• GIVEN RECORDS:
******************************

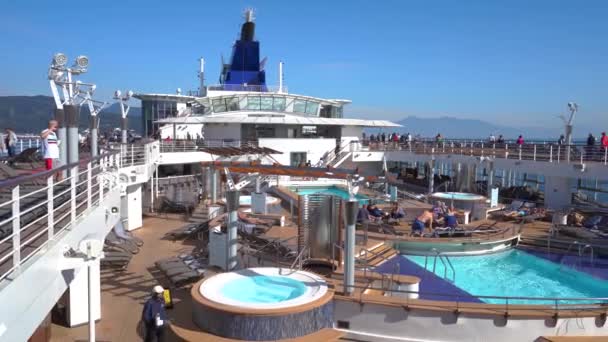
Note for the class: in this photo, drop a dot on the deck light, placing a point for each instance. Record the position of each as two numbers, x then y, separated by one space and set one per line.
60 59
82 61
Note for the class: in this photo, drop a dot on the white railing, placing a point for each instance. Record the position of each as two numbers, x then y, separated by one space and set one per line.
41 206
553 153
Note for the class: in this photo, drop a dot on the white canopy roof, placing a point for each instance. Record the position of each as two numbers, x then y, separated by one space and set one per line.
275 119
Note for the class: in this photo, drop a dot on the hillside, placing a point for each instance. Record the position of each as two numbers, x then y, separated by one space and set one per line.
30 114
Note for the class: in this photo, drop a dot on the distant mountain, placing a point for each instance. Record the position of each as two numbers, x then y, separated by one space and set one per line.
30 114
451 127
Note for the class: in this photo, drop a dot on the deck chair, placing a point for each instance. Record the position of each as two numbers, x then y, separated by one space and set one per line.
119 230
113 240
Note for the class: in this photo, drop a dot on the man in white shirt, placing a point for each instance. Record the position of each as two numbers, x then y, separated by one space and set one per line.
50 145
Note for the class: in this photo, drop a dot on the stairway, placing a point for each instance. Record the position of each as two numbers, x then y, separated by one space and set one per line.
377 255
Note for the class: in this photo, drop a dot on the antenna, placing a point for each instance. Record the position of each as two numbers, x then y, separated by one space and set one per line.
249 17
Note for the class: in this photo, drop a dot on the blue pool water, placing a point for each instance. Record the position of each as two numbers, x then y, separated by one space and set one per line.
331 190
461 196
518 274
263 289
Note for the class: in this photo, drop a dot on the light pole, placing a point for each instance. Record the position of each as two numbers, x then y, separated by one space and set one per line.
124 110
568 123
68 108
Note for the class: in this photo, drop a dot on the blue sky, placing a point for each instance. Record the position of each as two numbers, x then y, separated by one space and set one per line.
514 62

******************************

• EXERCISE PROMPT:
Please rescale the material from the line that contains "blue sky, placing" through the last line, repeating every line of that span, with each coordinate in the answers multiplied by 0.75 and rounded to a whole number, halves rounding up.

• TASK RESPONSE:
Note for the class: in this photo, drop a dot on the blue sky, placing a point for each instance. Record the position of each as two numbers, x then y, separated by one space and set one per line.
386 47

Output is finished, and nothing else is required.